■ What is asked: Each entry must be given again exactly; images do not belong in the copy.

■ Items:
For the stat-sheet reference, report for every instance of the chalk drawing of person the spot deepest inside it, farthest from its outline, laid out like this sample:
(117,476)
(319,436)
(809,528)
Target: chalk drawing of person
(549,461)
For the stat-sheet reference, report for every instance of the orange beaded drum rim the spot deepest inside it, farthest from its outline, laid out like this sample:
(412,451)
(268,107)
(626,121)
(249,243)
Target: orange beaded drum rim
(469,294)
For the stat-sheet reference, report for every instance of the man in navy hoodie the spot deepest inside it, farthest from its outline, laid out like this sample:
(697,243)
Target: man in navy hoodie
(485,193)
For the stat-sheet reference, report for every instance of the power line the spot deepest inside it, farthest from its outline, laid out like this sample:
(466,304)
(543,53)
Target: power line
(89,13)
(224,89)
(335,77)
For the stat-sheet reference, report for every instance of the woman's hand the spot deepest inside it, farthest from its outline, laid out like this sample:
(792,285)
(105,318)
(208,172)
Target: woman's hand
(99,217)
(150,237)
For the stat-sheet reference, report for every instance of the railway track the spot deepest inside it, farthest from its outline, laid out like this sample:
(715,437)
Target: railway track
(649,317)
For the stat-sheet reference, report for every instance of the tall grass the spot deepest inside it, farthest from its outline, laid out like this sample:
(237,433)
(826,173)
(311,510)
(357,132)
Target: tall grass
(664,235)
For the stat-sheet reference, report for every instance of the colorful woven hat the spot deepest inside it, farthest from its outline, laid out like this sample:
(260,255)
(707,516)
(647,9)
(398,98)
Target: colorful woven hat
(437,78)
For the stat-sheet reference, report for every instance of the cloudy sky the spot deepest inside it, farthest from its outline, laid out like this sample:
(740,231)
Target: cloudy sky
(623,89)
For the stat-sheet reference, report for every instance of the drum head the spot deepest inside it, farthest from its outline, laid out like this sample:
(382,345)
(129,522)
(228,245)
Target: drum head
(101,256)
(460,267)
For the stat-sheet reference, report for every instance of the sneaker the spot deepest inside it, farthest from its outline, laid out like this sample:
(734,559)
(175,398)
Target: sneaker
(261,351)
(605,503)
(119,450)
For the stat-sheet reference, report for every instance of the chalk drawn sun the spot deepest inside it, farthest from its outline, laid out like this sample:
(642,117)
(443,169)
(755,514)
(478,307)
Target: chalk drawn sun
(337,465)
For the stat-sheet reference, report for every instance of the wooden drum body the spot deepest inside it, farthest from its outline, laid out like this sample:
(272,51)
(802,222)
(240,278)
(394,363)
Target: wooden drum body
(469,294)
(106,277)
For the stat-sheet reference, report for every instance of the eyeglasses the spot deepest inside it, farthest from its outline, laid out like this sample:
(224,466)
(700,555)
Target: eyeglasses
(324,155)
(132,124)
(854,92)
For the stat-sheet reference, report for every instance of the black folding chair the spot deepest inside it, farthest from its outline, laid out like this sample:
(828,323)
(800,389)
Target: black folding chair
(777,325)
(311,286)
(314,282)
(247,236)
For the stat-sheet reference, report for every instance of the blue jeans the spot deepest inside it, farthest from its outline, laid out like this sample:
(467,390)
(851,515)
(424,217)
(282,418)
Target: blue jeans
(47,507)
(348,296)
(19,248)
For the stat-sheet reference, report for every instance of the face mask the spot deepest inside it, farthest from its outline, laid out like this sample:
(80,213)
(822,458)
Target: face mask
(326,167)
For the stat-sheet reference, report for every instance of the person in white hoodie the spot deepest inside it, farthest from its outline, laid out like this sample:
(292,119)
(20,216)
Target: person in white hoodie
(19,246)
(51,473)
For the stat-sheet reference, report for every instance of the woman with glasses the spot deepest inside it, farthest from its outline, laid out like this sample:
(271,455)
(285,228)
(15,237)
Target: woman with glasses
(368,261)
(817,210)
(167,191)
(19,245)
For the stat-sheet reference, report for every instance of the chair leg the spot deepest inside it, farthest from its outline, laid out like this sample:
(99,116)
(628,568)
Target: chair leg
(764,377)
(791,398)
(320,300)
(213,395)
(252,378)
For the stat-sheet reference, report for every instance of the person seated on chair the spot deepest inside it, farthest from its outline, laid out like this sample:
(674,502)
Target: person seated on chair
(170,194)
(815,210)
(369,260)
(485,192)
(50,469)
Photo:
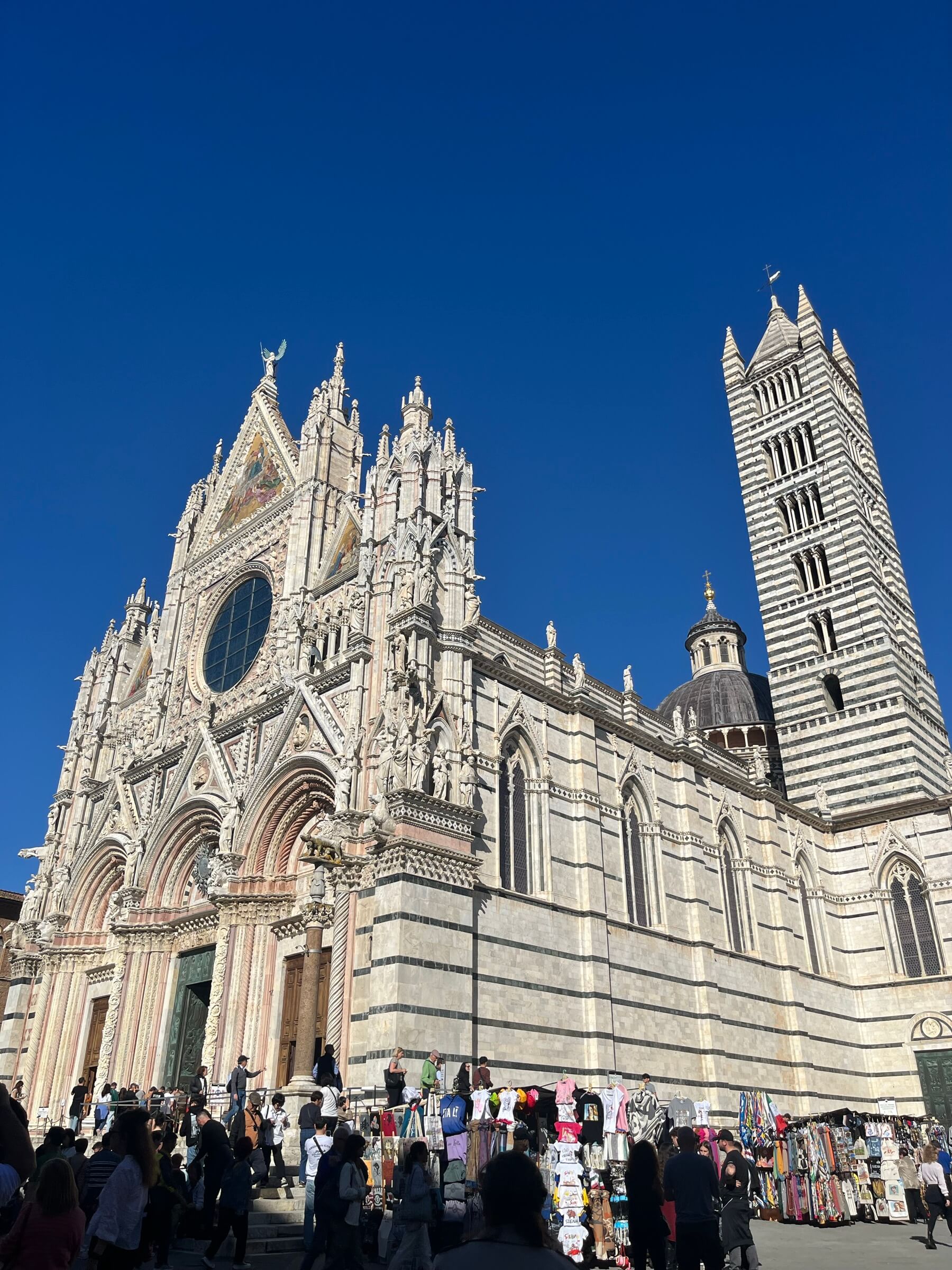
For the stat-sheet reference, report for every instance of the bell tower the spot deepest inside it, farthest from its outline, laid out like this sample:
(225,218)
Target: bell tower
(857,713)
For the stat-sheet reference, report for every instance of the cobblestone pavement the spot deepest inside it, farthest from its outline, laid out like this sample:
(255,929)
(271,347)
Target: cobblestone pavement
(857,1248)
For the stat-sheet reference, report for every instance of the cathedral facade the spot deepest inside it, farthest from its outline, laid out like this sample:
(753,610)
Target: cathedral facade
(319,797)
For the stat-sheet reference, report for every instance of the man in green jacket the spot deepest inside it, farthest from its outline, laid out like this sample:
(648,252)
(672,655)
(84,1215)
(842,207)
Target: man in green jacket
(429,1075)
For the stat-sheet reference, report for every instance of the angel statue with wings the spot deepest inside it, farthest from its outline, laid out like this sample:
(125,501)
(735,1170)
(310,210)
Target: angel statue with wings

■ Complete output:
For the stat-sheet reference, report for every instance of the chalk drawing of person the spot deepest inside it, farthest from its outline, laid out like this sample:
(117,476)
(319,436)
(809,528)
Target: chalk drawing of person
(549,461)
For the stat-sheet reference, report for every instance of the orange beaded drum rim the spot deepest inside it, farthest from its outline, laid out like this sample:
(412,451)
(268,107)
(626,121)
(249,243)
Target: orange beaded drum rim
(469,294)
For the stat-sheet reference, report for every instance of the man in navy hoodie the spot deepest inside it, farthest from its outline, laid out like this sample:
(697,243)
Target: man in navy hoodie
(485,193)
For the stat-sheet reference, report for every instance of the power line the spot deepest inside it, farthest from its outline, laid out like this sample:
(466,304)
(543,53)
Target: power line
(89,13)
(224,89)
(335,77)
For the stat-sheet reference, report for every instance of the woman's hand the spot deepest inside it, farthest from its outline, laid out like this sample:
(792,285)
(105,318)
(208,172)
Target: woman's hand
(99,217)
(150,237)
For the stat-sheet reference, report for every instance of the railway track the spot deepest inside it, farthest from its outline, laid out like this sample:
(715,437)
Target: railway track
(649,317)
For the stat-sheet reference, report for every instance of the tall grass the spot deepest inside it, farthest from its outline, laid out like this sample:
(237,433)
(826,173)
(311,510)
(357,132)
Target: tall grass
(664,235)
For the stat-sheet reference, report for every instance of the colorful woven hat the spot deepest inside it, farthest from its outline, laid out like this sample:
(260,255)
(707,516)
(647,9)
(398,98)
Target: colorful woven hat
(437,78)
For the stat-sheet reference, report for every instance of the cloudy sky the spot deepest inside it, farthest from its outline, laid out like this sample:
(740,231)
Target: cloudy sky
(623,89)
For the stat-sheet reference, report for every instance of the drum head the spot deepest inside it, farthest from its outline, laid out like this sample:
(382,345)
(129,522)
(228,245)
Target: drum head
(101,256)
(460,267)
For the stat-sheet reference, report for every instance of the sneaker the spot deepest inside it, farthest from its outline, laid out like this sample:
(734,559)
(175,398)
Target: sneaker
(261,351)
(605,503)
(119,450)
For the stat-sheet reference, report for every instance of the chalk drawn sun the spot deepest inside it, farthest from its outline, laid out like this sample:
(642,117)
(443,169)
(755,514)
(478,307)
Target: chalk drawn sun
(337,465)
For the stat-sheet reference, report for every instance of the wooden drum body the spot deepest inside it, farthest from its outline, laid out like this sample:
(272,51)
(802,222)
(240,278)
(394,363)
Target: wooden drum body
(469,294)
(106,277)
For the stat-sheet reference, report for every instance of the eyeglasses the spot deepest inside it, farthest from its outline, laid out like this sample:
(224,466)
(700,555)
Target: eyeglasses
(324,155)
(132,124)
(854,92)
For the stat-sheet reference, report for every instance of the black folding chair the spot deepest inside it, farthest from its outline, laid out like this sample:
(828,323)
(800,389)
Target: black folding chair
(777,325)
(311,286)
(314,282)
(247,236)
For the stat-sheet reference, report for every instance of the blue jeans the spot deepest inside it, farthest from its outline, laid out like this sample:
(467,390)
(851,515)
(424,217)
(282,418)
Target: blue jeans
(47,507)
(348,296)
(19,248)
For the stat-sheet reference, report for every instance of the face mask the spot deepest inside it, farthest from its outline, laid out like this sample:
(80,213)
(822,458)
Target: face mask
(326,167)
For the stat-sheet reference, report for every instance of the person in white hoodie the spot deepest inside it, farthest from its outline, laid out like this sample:
(292,119)
(20,216)
Target: person in white hoodie
(19,246)
(51,473)
For the stat-sheet reference, report for every instance of the woman with glasses the spot deepest inside it, farthest from its outline, laid out like this sample:
(271,455)
(285,228)
(15,237)
Target: woman with glasses
(368,261)
(817,210)
(167,191)
(19,245)
For the stat-sheet reference, report for every instance of the chair leg the spot deepest inside it, farthest from its outline, laid out like this sample:
(99,116)
(628,568)
Target: chair leg
(764,377)
(791,398)
(320,300)
(213,395)
(252,378)
For the stat-sheet reference, report for every instance of the person seated on chair the spot deepest inside it, farthest from its outline, laid out like this sample:
(674,502)
Target: person seated on chair
(170,194)
(815,210)
(369,260)
(485,192)
(50,469)
Photo:
For the stat-sheet reference, report for every instance of the bell tower the spot deepest inside it, farthest from its outline, laid out like this sample:
(225,218)
Target: bell tower
(857,713)
For the stat-sheet reference, report for every instance of the cobblestone pavement the spot deepest inside it, farthest from its outline, laid out like this sample:
(255,929)
(271,347)
Target: cobblestone pavement
(857,1248)
For the stat-sheet reference, report for every instance of the cathedral facade the spot deepest inside it, farthest from its outline, laid out like this sample:
(753,610)
Target: cathedral facade
(319,797)
For the stat-sheet reference, report for every instance of the man in green jacket the spot deepest inside it, farthest from its outline, laid out like this sample:
(648,252)
(672,655)
(84,1215)
(842,207)
Target: man in green jacket
(429,1075)
For the stat-sheet reference, report for every instance of the angel statue with wings the spot deepest inside it, farthest from its outline, laid out like this sample:
(125,501)
(735,1170)
(310,210)
Target: angel statue with wings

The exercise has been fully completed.